Written task: Arrange the lines from the one containing "box the wooden" through the end of the records as a JSON list of strings, one string per line, leaving out blank lines.

[Records from a data source]
(begin)

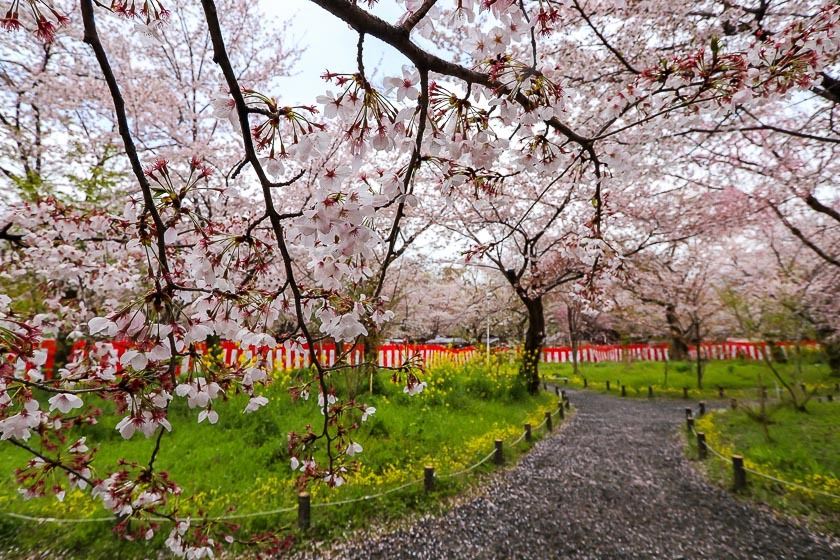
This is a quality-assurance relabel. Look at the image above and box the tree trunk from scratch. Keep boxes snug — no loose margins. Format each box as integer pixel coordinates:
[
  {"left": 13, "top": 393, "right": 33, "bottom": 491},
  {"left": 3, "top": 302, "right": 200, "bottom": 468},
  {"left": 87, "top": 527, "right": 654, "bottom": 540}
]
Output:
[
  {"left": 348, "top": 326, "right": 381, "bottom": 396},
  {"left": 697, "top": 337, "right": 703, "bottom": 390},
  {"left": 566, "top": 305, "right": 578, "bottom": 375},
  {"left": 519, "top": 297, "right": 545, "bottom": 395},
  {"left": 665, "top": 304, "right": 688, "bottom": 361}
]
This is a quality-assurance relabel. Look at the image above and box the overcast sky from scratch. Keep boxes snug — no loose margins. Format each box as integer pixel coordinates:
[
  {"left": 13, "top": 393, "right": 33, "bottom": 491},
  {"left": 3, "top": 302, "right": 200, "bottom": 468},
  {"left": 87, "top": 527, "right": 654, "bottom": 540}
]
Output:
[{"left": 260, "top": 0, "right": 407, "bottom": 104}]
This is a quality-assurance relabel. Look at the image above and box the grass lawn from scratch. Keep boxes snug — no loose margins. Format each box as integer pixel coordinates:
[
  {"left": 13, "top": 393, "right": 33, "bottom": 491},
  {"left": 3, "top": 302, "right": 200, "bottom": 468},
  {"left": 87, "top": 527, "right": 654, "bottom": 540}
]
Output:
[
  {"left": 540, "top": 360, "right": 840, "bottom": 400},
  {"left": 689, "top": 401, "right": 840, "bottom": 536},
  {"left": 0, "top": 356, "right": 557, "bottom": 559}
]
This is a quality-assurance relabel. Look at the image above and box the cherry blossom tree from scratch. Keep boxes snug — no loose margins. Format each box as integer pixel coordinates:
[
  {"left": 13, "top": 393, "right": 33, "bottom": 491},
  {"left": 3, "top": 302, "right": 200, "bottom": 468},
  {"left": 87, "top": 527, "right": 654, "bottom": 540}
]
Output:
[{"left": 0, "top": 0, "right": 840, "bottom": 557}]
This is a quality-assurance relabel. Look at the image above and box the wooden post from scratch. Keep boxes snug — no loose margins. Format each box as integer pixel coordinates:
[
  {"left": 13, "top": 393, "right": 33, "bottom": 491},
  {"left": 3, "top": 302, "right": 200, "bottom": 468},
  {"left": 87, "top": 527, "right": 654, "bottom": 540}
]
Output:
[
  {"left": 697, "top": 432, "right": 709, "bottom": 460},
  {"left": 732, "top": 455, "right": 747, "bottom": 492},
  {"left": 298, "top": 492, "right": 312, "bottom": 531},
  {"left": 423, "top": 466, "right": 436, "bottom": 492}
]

(end)

Correct result:
[
  "This is a quality-assurance relabel. Look at the image above and box the wooden post from scratch. Keep boxes snug — no loose margins. Format each box as integer pixel coordinates:",
  "[",
  "  {\"left\": 13, \"top\": 393, \"right\": 33, \"bottom\": 491},",
  "  {\"left\": 3, \"top\": 302, \"right\": 200, \"bottom\": 468},",
  "  {\"left\": 87, \"top\": 527, \"right\": 654, \"bottom\": 540}",
  "]",
  "Output:",
  "[",
  "  {\"left\": 697, \"top\": 432, \"right\": 709, \"bottom\": 460},",
  "  {\"left\": 732, \"top\": 455, \"right\": 747, \"bottom\": 492},",
  "  {\"left\": 298, \"top\": 492, \"right\": 312, \"bottom\": 531},",
  "  {\"left\": 423, \"top\": 466, \"right\": 436, \"bottom\": 492}",
  "]"
]